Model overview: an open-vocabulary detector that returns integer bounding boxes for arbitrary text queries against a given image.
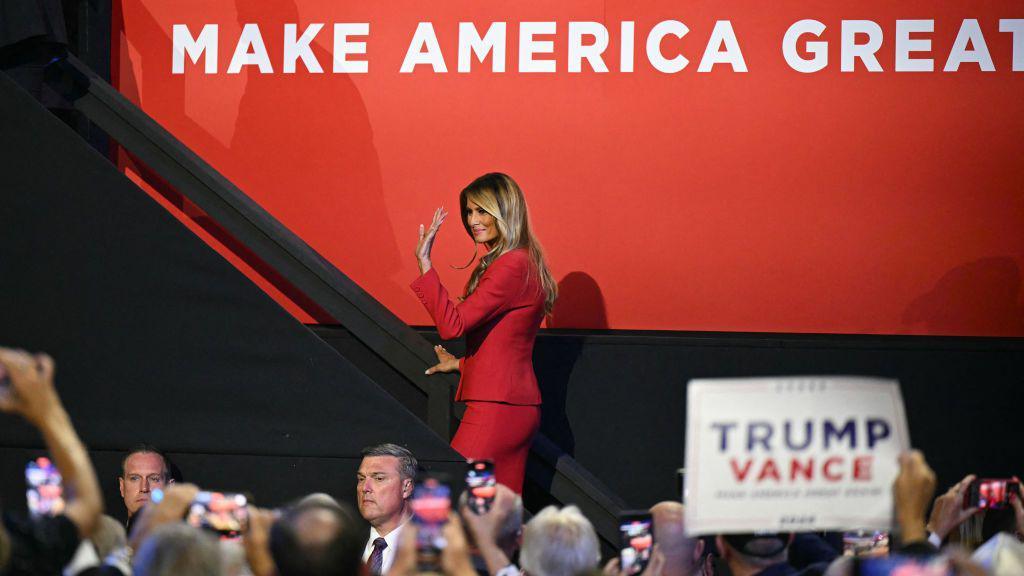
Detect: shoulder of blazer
[484,248,530,274]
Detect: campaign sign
[684,376,910,534]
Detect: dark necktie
[370,538,387,576]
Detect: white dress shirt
[362,520,409,574]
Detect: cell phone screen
[466,460,498,515]
[185,492,249,540]
[618,512,654,574]
[0,364,10,398]
[410,477,452,572]
[854,554,954,576]
[25,457,67,517]
[966,478,1019,509]
[843,530,889,558]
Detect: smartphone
[466,460,498,516]
[853,554,955,576]
[964,478,1019,510]
[843,530,889,558]
[410,476,452,572]
[185,492,249,540]
[25,457,67,518]
[618,510,654,574]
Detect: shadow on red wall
[903,256,1024,336]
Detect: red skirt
[452,402,541,494]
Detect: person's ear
[715,535,730,559]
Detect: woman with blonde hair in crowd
[412,172,558,493]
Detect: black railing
[48,56,625,543]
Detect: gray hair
[132,522,223,576]
[362,443,420,480]
[519,506,601,576]
[459,490,522,556]
[89,515,128,558]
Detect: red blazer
[412,248,545,406]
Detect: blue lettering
[746,422,774,452]
[782,420,814,450]
[823,420,857,450]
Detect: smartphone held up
[964,478,1020,510]
[410,476,452,572]
[185,492,249,540]
[466,460,498,516]
[25,457,67,517]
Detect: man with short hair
[715,533,798,576]
[355,444,418,576]
[459,484,522,576]
[519,506,601,576]
[0,347,103,575]
[650,500,705,576]
[118,444,174,530]
[132,522,224,576]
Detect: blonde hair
[459,172,558,315]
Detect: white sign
[685,376,910,535]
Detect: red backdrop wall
[114,0,1024,336]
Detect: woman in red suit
[412,173,558,492]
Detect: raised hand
[0,348,62,427]
[425,344,459,376]
[928,475,980,540]
[416,206,447,274]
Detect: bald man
[650,500,705,576]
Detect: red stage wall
[114,0,1024,336]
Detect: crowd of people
[0,348,1024,576]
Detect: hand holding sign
[686,377,909,534]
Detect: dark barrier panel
[315,327,1024,508]
[0,70,461,511]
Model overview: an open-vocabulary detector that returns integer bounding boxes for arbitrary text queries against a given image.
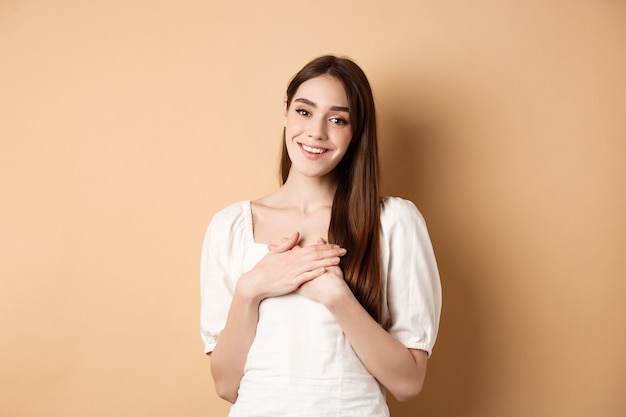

● ● ● ● ● ● ●

» **Exercise directions**
Copy the material starting at the line with "Detect: shadow on red wall" and ending at the end of the material, but switch "railing" to "fence" and keep everything else the same. Leave out the pictures.

» **Response to the task**
Detect: shadow on red wall
[903,256,1024,336]
Detect: red skirt
[452,402,541,494]
Detect: person's ear
[715,535,730,559]
Detect: woman with blonde hair in crowd
[412,172,558,493]
Detect: black fence
[48,56,625,543]
Detect: gray hair
[132,522,223,576]
[362,443,420,480]
[519,506,601,576]
[459,490,522,556]
[89,515,128,558]
Detect: red blazer
[412,248,545,406]
Detect: blue lettering
[746,422,774,452]
[782,420,814,450]
[823,420,857,450]
Detect: smartphone held up
[964,478,1020,510]
[410,476,452,572]
[185,492,249,540]
[466,460,498,516]
[25,457,67,517]
Detect: man with short hair
[715,533,798,576]
[355,444,418,576]
[459,484,522,576]
[519,506,601,576]
[0,347,103,575]
[650,500,705,576]
[118,444,174,530]
[132,522,224,576]
Detect: blonde hair
[459,172,558,315]
Detect: white sign
[685,376,910,535]
Detect: red backdrop wall
[114,0,1024,336]
Detect: woman in red suit
[412,173,558,492]
Detect: raised hand
[0,348,62,427]
[425,344,459,376]
[928,475,980,540]
[416,206,447,274]
Detect: bald man
[650,500,705,576]
Detect: red stage wall
[114,0,1024,336]
Detect: crowd of people
[0,348,1024,576]
Detect: hand holding sign
[686,377,909,534]
Detect: dark barrier panel
[315,327,1024,508]
[0,70,461,511]
Model overview: an open-vocabulary detector that returns integer bounding boxes for arbitrary text queries against a given image.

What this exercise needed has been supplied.